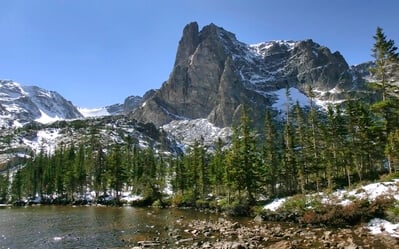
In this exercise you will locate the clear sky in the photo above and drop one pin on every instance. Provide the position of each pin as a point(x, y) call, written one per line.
point(98, 52)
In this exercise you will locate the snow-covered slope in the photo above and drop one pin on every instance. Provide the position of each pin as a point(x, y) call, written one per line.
point(22, 104)
point(93, 112)
point(187, 132)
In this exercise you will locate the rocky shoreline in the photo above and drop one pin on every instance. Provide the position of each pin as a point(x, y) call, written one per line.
point(226, 234)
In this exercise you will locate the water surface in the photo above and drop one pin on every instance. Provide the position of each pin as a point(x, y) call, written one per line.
point(90, 227)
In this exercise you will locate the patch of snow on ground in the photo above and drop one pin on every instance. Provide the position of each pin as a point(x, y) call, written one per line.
point(276, 204)
point(93, 112)
point(46, 119)
point(344, 197)
point(45, 140)
point(296, 96)
point(377, 226)
point(189, 131)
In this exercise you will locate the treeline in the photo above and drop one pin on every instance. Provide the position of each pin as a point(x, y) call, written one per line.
point(311, 151)
point(72, 172)
point(305, 151)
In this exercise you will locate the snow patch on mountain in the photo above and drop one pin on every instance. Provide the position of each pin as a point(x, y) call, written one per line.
point(93, 112)
point(187, 132)
point(261, 49)
point(294, 96)
point(22, 104)
point(46, 119)
point(45, 140)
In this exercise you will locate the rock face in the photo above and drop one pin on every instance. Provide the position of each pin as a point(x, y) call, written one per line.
point(214, 75)
point(22, 104)
point(128, 105)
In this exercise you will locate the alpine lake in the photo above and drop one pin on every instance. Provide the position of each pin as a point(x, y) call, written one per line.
point(129, 227)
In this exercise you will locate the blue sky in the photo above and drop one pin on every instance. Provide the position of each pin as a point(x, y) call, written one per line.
point(97, 52)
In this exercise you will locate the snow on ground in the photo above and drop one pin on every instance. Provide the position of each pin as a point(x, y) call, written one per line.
point(276, 204)
point(45, 140)
point(93, 112)
point(344, 197)
point(377, 226)
point(46, 119)
point(189, 131)
point(296, 96)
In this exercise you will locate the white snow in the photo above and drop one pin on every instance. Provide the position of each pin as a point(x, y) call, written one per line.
point(93, 112)
point(46, 119)
point(295, 95)
point(189, 131)
point(45, 140)
point(344, 197)
point(378, 226)
point(261, 48)
point(276, 204)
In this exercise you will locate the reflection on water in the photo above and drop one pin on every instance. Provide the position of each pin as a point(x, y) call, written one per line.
point(90, 227)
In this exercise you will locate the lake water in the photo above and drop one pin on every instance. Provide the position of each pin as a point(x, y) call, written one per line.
point(90, 227)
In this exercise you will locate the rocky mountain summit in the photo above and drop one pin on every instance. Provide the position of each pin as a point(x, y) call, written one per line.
point(214, 75)
point(22, 104)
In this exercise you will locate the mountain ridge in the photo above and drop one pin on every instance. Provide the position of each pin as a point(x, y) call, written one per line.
point(214, 75)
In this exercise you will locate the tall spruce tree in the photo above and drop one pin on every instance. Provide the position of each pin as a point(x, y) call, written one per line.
point(386, 63)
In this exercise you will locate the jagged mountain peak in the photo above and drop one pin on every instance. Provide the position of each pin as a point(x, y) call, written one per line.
point(215, 75)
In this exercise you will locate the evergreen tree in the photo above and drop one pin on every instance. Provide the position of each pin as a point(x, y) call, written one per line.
point(270, 155)
point(386, 61)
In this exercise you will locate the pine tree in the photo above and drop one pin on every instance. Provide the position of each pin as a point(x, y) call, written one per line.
point(386, 61)
point(270, 155)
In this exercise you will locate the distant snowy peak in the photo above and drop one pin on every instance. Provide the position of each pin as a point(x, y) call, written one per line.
point(22, 104)
point(263, 48)
point(93, 112)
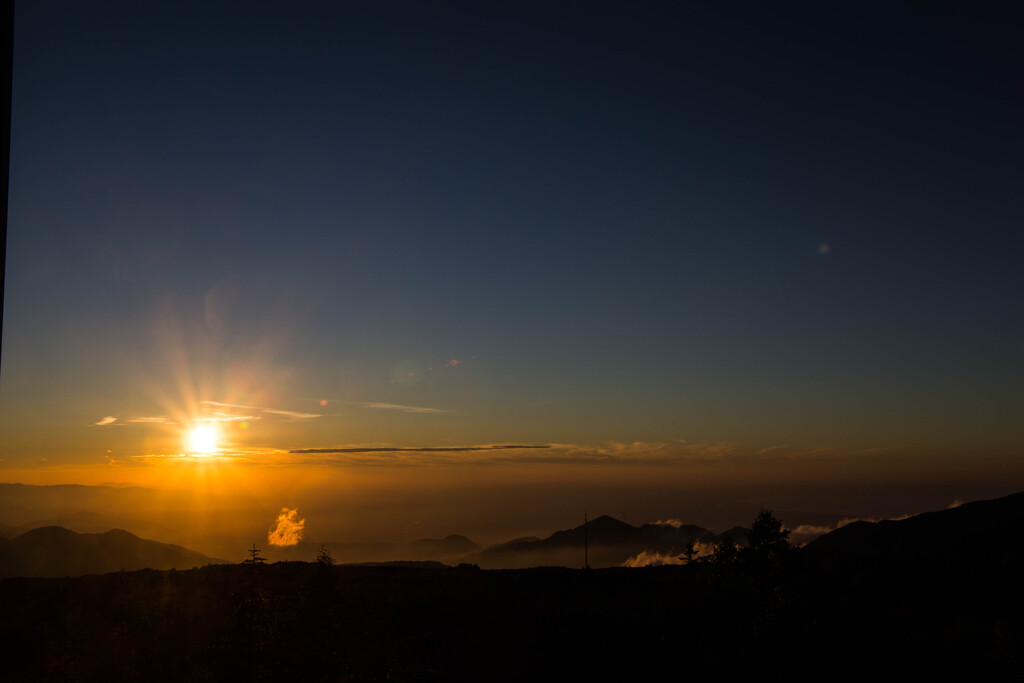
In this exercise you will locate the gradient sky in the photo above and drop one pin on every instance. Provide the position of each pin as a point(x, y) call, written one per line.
point(646, 233)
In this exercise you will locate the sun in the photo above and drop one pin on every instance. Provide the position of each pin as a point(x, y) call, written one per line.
point(203, 439)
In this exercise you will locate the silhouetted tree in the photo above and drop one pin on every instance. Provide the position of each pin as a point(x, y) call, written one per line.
point(725, 552)
point(767, 536)
point(325, 560)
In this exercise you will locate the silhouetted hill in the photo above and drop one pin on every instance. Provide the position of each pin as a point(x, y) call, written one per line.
point(53, 551)
point(610, 543)
point(982, 527)
point(8, 531)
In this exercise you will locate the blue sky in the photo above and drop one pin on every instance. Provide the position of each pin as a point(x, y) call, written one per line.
point(792, 226)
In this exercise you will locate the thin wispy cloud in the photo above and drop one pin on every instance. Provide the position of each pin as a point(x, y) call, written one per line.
point(403, 409)
point(269, 411)
point(422, 449)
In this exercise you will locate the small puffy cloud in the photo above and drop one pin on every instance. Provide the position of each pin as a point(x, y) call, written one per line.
point(287, 530)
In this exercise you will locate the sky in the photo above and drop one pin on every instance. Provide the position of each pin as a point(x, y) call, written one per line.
point(670, 246)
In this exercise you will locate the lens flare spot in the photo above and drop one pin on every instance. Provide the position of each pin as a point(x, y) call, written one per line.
point(203, 439)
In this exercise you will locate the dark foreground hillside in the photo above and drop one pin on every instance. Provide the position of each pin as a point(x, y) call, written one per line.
point(802, 617)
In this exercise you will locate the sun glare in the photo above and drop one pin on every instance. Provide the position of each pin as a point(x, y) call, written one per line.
point(203, 439)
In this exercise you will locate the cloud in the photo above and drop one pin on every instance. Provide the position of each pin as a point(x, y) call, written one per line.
point(804, 534)
point(403, 409)
point(645, 559)
point(269, 411)
point(287, 530)
point(422, 449)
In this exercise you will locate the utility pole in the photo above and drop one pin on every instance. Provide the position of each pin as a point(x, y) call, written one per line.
§
PROBLEM DESCRIPTION: Retype the records exactly, but skip the pictures.

SOLVED EXERCISE:
In this exercise you will locate the clear sky in the photo above and drop one pin on every instance. Provide the position of each pin as a point(x, y) call, written one per line.
point(98, 52)
In this exercise you will locate the snow-covered slope in the photo above and drop one pin on every instance. Provide the position of each pin as a point(x, y) call, written one per line.
point(22, 104)
point(93, 112)
point(187, 132)
In this exercise you will locate the rocky shoreline in the photo above and drop one pin on every instance. Provide the position of each pin as a point(x, y) call, written one per line.
point(226, 234)
In this exercise you will locate the water surface in the photo above and drop one pin on every instance. Provide the position of each pin as a point(x, y) call, written one per line.
point(90, 227)
In this exercise you will locate the patch of snow on ground in the photo above and drop one pin on every instance. Provide the position of each pin as a point(x, y) call, written one per line.
point(276, 204)
point(93, 112)
point(46, 119)
point(344, 197)
point(45, 140)
point(296, 96)
point(377, 226)
point(189, 131)
In this exercise you will locate the treeline in the photo above and drop one pin on every instance. Provide the position of each pin as a point(x, y) call, written one per line.
point(311, 151)
point(72, 172)
point(305, 151)
In this exercise you will locate the snow patch on mountain in the photo above and drop one pin on every instance. Provide the position of each pin as a point(x, y) call, written one per line.
point(93, 112)
point(187, 132)
point(261, 49)
point(294, 96)
point(22, 104)
point(46, 119)
point(45, 140)
In this exercise you will locate the rock face in the photo above and drop one pin on every instance. Provide the position of each pin as a point(x, y) call, written one per line.
point(214, 75)
point(22, 104)
point(128, 105)
In this exercise you will locate the alpine lake in the photo above and drop one pin on every instance. Provide the position of each pin as a point(x, y) call, written one per line.
point(129, 227)
In this exercise you will locate the blue sky in the photo above and drop one pin on every instance. Provide the position of each pin as a point(x, y) call, written one per line.
point(97, 52)
In this exercise you will locate the snow on ground in the photo above and drop one pin on every instance. Provide the position of each pin as a point(x, y) call, written one per line.
point(276, 204)
point(45, 140)
point(93, 112)
point(344, 197)
point(377, 226)
point(46, 119)
point(189, 131)
point(296, 96)
In this exercise you will locate the white snow in the photo above and drop one pin on every instance. Provide the position of each pin as a point(x, y) call, written one per line.
point(93, 112)
point(46, 119)
point(295, 95)
point(189, 131)
point(45, 140)
point(344, 197)
point(378, 226)
point(261, 48)
point(276, 204)
In this exercise you will locate the reflection on water in the photo above and drop one pin on every instance. Provide the position of each pin as a point(x, y) call, written one per line.
point(90, 227)
In this exercise you will locate the lake water in the photo above and drop one pin on every instance. Provide the position of each pin as a point(x, y) call, written one per line.
point(90, 227)
In this exercise you will locate the rocky mountain summit in the photo above and drop one pin on every instance. Provide the position of each pin as a point(x, y) call, written one per line.
point(214, 75)
point(22, 104)
In this exercise you will locate the mountain ridge in the photo above and drop one pin on every instance. Provide the position of each pin as a point(x, y) call, written one per line.
point(214, 75)
In this exercise you will locate the tall spruce tree in the photo above and drop one pin on every instance. Provide the position of each pin as a point(x, y) call, written one per line.
point(386, 63)
In this exercise you will locate the jagged mountain peak in the photo above and drop one pin on every instance. Provide the position of each pin as a point(x, y) call, written one per line.
point(215, 75)
In this exercise you will locate the evergreen tree in the photo above and drop one pin on every instance. Provide the position of each pin as a point(x, y) call, written one per line.
point(270, 155)
point(386, 61)
In this exercise you will locate the pine tree in the photo above and drop one pin on every instance. Provide the position of each pin as a point(x, y) call, written one per line.
point(386, 61)
point(270, 155)
In this exercise you will locate the distant snowy peak in the photo above and drop one pin on every instance. Provide the position of each pin as a point(x, y) call, written one per line.
point(22, 104)
point(263, 48)
point(93, 112)
In this exercise you will locate the gradient sky in the photo above and drop one pin on every instance. Provide the position of each pin as a point(x, y) call, written one per line.
point(646, 233)
In this exercise you will locate the sun in the photo above and drop one pin on every instance. Provide the position of each pin as a point(x, y) call, written one per line.
point(203, 439)
In this exercise you will locate the silhouetted tree in the photo above and drop one pin on every instance. Provide the position of each pin as a point(x, y) call, written one per line.
point(725, 552)
point(767, 536)
point(325, 560)
In this exercise you will locate the silhouetted hill in the photo above and drop one pin on every instance. Provide the position of each pin as a point(x, y) call, written one per line.
point(53, 551)
point(610, 543)
point(982, 527)
point(8, 531)
In this exercise you will locate the blue sky in the photo above and drop one pin on every instance. Provide the position of each pin as a point(x, y) call, written one per line.
point(792, 226)
In this exercise you will locate the thin wispy cloud in the photo above and drop one pin on every instance. Provide the position of each pin as a point(x, y) call, written one per line.
point(403, 409)
point(269, 411)
point(422, 449)
In this exercise you will locate the small puffy cloud in the photo above and drop one pin on every instance. Provide the position of each pin as a point(x, y) call, written one per line.
point(287, 530)
In this exercise you will locate the sky in the photo above and drop one pin on every instance. Provide the position of each pin as a point(x, y) call, written one per line.
point(670, 246)
In this exercise you will locate the lens flare spot in the photo above and drop one pin on every instance. Provide the position of each pin as a point(x, y) call, written one per line.
point(203, 439)
In this exercise you will locate the dark foreground hillside in the photo above and drop one pin on every instance. Provide the position of each pin as a point(x, y) call, written one per line.
point(802, 617)
In this exercise you will locate the sun glare in the photo above and drop one pin on every instance. Provide the position of each pin as a point(x, y) call, written one per line.
point(203, 439)
In this exercise you will locate the cloud in the photo above and drop one pin on every instance. Provide the position of each pin as a point(x, y) call, written one per line.
point(804, 534)
point(403, 409)
point(645, 559)
point(269, 411)
point(287, 530)
point(422, 449)
In this exercise you will locate the utility pole in the photo above and drop one pin on every instance. Provide the position of each pin as a point(x, y) call, written one per line.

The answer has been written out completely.